Objetivo planteado A. Reúne todas las líneas de los registros que contengan la cadena "background" y cópialas tal cual. Distingue entre mayúsculas y minúsculas.
--
Esta es la historia de Mathilda: empezó el viaje con diecinueve años, hace unos pocos meses. Estudiante e hija única, es la primera vez que viaja sin sus padres, en especial su madre, que es su amiga. Tras algunas semanas con otros amigos que vinieron con ella y que ya regresaron, descubrió que no le gusta ir de mochilera. No le hace ninguna ilusión compartir habitación, algo que nunca había tenido que hacer en su vida, menos con un montón de gente, menos todavía compartir el cuarto de baño, ni comer de baratillo cualquier bocado, ni tener que frecuentar lugares en los que la higiene dista abismos de la de su país natal. Y sin embargo disfruta del viaje. Me lo cuenta todo entre risas libres, contagiada de mis carcajadas cada vez que me confiesa esto o lo otro.
- Mis amigos me decían que no soy una "mochilera" (backpacker), sino una "pijilera" (flashpacker).
--
Objetivo planteado B. Resume en dos oraciones el relato sobre el viaje de Mathilda.
--
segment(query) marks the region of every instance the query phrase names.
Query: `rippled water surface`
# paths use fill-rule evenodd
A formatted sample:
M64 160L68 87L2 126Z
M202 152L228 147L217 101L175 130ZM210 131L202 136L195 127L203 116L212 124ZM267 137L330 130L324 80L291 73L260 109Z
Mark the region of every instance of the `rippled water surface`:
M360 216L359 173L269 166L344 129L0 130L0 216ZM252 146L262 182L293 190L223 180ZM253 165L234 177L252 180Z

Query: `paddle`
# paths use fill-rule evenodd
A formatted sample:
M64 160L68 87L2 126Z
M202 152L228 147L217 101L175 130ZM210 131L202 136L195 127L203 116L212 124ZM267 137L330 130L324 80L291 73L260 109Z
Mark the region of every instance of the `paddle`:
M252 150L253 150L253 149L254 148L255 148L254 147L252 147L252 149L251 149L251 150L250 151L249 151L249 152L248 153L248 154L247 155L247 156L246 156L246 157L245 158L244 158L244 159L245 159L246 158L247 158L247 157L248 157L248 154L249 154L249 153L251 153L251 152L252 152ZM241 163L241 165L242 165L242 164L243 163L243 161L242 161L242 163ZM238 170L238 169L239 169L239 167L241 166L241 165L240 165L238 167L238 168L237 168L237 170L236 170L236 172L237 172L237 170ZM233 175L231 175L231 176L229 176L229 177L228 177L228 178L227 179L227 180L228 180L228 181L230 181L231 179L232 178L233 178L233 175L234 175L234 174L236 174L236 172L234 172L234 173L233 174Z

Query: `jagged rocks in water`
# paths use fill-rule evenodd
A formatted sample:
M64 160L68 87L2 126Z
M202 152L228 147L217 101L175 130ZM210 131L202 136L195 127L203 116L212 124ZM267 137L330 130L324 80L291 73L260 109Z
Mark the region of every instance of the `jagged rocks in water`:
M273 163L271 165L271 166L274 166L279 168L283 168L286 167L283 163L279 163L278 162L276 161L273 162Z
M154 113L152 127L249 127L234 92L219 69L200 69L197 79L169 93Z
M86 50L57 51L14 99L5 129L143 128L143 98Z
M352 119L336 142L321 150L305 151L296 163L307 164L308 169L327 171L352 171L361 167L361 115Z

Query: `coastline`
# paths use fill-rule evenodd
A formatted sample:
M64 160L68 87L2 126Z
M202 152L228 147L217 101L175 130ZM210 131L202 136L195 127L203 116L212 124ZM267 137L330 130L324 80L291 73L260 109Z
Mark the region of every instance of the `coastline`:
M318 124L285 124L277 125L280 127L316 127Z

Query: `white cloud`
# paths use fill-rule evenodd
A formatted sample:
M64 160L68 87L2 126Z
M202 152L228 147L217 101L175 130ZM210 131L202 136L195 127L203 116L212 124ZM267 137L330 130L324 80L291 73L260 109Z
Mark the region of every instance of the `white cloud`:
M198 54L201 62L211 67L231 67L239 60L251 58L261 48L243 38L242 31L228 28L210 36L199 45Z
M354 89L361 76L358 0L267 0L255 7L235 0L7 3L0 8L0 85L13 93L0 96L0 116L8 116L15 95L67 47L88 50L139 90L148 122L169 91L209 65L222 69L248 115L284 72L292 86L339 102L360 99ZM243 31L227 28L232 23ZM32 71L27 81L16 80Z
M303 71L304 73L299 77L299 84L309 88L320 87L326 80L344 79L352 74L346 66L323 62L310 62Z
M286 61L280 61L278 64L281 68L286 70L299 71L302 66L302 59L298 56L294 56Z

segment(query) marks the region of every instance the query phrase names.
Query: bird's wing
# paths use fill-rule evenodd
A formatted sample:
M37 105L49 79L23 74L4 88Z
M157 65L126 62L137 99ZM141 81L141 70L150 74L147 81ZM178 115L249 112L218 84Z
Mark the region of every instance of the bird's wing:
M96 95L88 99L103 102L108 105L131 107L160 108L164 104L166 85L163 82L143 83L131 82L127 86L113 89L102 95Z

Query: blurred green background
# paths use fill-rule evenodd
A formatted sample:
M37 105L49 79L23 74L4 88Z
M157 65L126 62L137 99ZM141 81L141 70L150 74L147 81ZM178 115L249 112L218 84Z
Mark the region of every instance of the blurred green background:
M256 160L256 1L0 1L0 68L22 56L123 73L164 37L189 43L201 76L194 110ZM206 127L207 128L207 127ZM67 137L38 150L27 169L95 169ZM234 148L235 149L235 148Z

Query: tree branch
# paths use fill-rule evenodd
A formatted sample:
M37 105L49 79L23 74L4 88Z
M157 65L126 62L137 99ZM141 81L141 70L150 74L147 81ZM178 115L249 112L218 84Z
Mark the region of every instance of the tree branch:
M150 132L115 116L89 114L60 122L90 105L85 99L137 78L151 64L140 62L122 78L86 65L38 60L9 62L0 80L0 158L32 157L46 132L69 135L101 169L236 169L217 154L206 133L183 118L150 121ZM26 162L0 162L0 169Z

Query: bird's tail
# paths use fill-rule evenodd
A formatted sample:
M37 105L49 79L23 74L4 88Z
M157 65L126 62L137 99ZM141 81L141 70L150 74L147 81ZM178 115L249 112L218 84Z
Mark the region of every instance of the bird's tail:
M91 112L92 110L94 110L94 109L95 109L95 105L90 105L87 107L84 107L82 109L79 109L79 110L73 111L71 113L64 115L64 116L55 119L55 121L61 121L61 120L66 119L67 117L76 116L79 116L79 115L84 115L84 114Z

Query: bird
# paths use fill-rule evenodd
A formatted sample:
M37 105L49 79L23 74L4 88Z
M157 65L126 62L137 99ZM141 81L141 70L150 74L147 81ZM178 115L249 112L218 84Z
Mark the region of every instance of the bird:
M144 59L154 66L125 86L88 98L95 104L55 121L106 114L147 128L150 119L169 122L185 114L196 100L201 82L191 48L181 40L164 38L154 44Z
--
Solución A.
Query: blurred green background
Mark the region of every instance of the blurred green background:

Solución B. Mathilda, estudiante e hija única, empezó hace unos meses, a los diecinueve años, su primer viaje sin sus padres y, tras unas semanas con amigos que ya regresaron, descubrió que no le gusta ir de mochilera. No le hace ilusión compartir habitación ni baño, comer de baratillo ni frecuentar lugares cuya higiene dista mucho de la de su país natal, pero aun así disfruta del viaje.